> What you need to do
Copy out every item below word for word, changing nothing.

Start of Data excerpts

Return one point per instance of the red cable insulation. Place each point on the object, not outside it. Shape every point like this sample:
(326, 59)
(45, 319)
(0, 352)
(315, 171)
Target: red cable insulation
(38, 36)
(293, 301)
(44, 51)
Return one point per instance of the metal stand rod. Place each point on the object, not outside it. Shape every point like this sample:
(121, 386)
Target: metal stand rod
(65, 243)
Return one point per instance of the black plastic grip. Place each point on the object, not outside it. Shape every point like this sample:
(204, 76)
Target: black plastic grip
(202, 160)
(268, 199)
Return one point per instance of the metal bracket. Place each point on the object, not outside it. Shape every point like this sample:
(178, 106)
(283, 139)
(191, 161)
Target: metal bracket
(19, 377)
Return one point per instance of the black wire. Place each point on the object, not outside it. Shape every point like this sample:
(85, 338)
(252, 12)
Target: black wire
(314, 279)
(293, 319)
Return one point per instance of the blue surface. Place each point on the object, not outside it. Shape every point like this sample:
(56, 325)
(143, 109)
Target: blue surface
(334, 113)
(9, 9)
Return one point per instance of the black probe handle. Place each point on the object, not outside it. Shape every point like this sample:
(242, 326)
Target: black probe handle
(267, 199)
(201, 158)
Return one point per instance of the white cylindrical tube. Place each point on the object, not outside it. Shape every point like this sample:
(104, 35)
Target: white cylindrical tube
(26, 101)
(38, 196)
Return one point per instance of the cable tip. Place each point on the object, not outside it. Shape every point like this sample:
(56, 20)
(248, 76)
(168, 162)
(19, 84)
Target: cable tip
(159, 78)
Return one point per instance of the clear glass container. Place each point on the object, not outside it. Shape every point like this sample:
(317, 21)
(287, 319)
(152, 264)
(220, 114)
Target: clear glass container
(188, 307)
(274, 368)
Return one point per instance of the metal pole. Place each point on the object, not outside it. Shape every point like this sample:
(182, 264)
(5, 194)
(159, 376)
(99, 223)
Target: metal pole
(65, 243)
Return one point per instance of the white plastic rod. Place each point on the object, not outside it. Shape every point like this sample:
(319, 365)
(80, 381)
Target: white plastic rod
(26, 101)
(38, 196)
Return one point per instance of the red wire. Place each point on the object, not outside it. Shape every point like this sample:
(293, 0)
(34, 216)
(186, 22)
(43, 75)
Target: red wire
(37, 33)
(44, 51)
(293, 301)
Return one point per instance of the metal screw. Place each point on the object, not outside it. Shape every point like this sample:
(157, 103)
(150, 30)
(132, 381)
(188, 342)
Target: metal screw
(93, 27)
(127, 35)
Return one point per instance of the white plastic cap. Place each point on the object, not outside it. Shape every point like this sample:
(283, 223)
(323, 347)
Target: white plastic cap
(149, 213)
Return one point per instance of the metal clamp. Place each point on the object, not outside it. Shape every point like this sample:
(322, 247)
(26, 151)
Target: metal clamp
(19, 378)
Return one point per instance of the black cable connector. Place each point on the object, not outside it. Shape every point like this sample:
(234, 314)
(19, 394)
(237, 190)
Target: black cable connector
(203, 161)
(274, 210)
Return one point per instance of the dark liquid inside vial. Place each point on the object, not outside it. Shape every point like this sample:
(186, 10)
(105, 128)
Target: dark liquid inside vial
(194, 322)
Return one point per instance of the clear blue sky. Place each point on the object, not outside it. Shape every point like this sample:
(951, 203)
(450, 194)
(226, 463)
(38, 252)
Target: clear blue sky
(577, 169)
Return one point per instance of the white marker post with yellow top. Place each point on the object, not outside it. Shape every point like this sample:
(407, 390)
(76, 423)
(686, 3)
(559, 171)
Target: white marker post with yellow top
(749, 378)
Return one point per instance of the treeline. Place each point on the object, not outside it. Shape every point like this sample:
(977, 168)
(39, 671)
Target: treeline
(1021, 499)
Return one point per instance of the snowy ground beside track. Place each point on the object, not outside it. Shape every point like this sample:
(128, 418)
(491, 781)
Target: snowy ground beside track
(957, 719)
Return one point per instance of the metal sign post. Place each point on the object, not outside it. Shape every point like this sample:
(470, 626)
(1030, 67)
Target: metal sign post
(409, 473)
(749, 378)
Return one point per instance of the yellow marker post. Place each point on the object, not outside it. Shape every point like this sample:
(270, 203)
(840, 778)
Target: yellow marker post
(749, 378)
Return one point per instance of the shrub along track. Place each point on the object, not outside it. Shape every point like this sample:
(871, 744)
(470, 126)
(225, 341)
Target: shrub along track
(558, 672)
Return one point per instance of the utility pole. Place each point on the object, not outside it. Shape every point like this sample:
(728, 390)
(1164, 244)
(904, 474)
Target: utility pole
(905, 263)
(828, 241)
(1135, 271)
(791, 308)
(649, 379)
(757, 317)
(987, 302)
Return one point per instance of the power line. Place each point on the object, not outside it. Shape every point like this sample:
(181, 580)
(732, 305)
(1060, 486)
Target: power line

End of Data excerpts

> Written answer
Return one point per instance of the red cable insulation. Place each point on the object, not outside it. Shape every point like this sample:
(326, 59)
(45, 319)
(0, 352)
(315, 171)
Target: red cable insulation
(38, 36)
(293, 301)
(44, 51)
Return one point per instance of the metal stand rod. Place each point on the object, not outside it. Shape every point like this sample:
(121, 386)
Target: metal stand rod
(65, 243)
Return one point per instance of the black plastic grip. Place each point on the object, not outside it. Shape every point like this sample:
(204, 76)
Target: black plastic grip
(202, 160)
(268, 199)
Return one point per instance of the metal bracket. Place each point on the object, not outside it. Shape every point like this sample:
(178, 106)
(283, 139)
(191, 161)
Target: metal bracket
(19, 377)
Return one point per instance of the black wire. Place each point on the object, not outside it. Shape every point like this sample:
(85, 338)
(252, 12)
Target: black wire
(314, 279)
(293, 319)
Return one point per instance of the blue surface. Place each point on the object, not outside it. Shape every point like this sample:
(56, 325)
(143, 109)
Target: blue surface
(334, 113)
(9, 9)
Return one point per instance of the black probe handle. Place each point on the object, not outside it. Shape every point like this sample:
(242, 326)
Target: black probe handle
(267, 199)
(201, 158)
Return one point per instance of the white cylindrical tube. Place each point on the object, not outside it. Shape every point like this sample:
(104, 35)
Target: white cylindrical tube
(26, 101)
(38, 196)
Return one point per instance of the cable tip. Place each point on the object, not outside it. Shape every point like this sample:
(56, 20)
(248, 76)
(168, 162)
(19, 84)
Target: cable tip
(159, 78)
Return one point per instance of the clear glass container. Place each point on the object, not outside it. Shape every point like this sample:
(317, 21)
(287, 319)
(152, 264)
(220, 114)
Target: clear glass container
(188, 307)
(274, 368)
Return one point per instance of the metal pole. Place each point on the object, not outside it. Shape every point like this sample:
(182, 264)
(5, 194)
(159, 376)
(99, 223)
Target: metal pole
(65, 243)
Return one point per instance of the white plastic rod. Place each point on the object, not outside it. Shape every point like this sample:
(319, 365)
(80, 381)
Target: white plastic rod
(26, 101)
(38, 196)
Return one point per instance of the red wire. Place each point on the object, not outside it. Shape every point like this sample:
(293, 0)
(34, 216)
(186, 22)
(43, 75)
Target: red wire
(37, 33)
(44, 51)
(293, 301)
Return one point per instance of the metal screw. Place each point on the object, not outside it. Shape every point like this sample:
(157, 103)
(150, 30)
(132, 381)
(188, 342)
Target: metal screw
(93, 27)
(127, 35)
Return one point per instance of the white plastic cap. Place each point on the object, not outside it. Shape every point like this sample:
(283, 223)
(323, 347)
Target: white plastic cap
(149, 213)
Return one point per instance of the metal clamp. Place each point on the object, not outside it. Shape every point like this sample:
(322, 247)
(26, 151)
Target: metal clamp
(19, 378)
Return one point per instance of the black cable connector. Place each point on the object, not outside it. Shape every point like this sample:
(234, 314)
(19, 394)
(237, 190)
Target: black cable connector
(203, 161)
(274, 210)
Return one point per instance of the dark liquid inside vial. Place each point on the object, not outside it. Shape every point like this sample:
(186, 10)
(105, 128)
Target: dark liquid inside vial
(194, 322)
Return one point per instance of the clear blue sky. Place each point on the object, not outside it. Shape every point like this sample:
(951, 203)
(450, 194)
(226, 463)
(38, 252)
Target: clear blue sky
(577, 169)
Return one point per instance of the white marker post with yellow top. Place each point on the object, not outside it. Shape every point like this sample:
(407, 390)
(76, 423)
(686, 3)
(559, 171)
Target: white marker post with yellow top
(749, 378)
Return one point per instance of the treeline. Place each point on the object, not outside it. Shape every point like this sample:
(977, 168)
(39, 671)
Target: treeline
(1021, 499)
Return one point per instance of the snowy ground beside track. Place each point on the object, not outside it. Shape every point like this sample:
(128, 418)
(491, 781)
Target: snowy ground beside track
(957, 719)
Return one point per instance of the metal sign post. Place each point on the object, not outside it. Shape every point like this sample:
(470, 626)
(1030, 67)
Target: metal sign post
(409, 473)
(749, 378)
Return one point per instance of the yellow marker post. Place each point on the object, not outside it. Shape every point like this sample:
(270, 203)
(840, 778)
Target: yellow marker post
(749, 378)
Return one point per instance of the shrub along track. Place each point on the object, not outside it. Shape every point like this sample:
(871, 744)
(470, 126)
(225, 341)
Target: shrub along track
(558, 672)
Return one point per instance of the utility pole. Place each point on the object, not outside it. Shape every point like this sample:
(728, 390)
(1164, 244)
(904, 474)
Target: utility pole
(905, 263)
(828, 241)
(1135, 271)
(791, 308)
(649, 379)
(757, 317)
(987, 302)
Return one point per instance of the power line. Place each point on the object, not outside it. Shape every point like this sample:
(181, 580)
(732, 305)
(1060, 486)
Target: power line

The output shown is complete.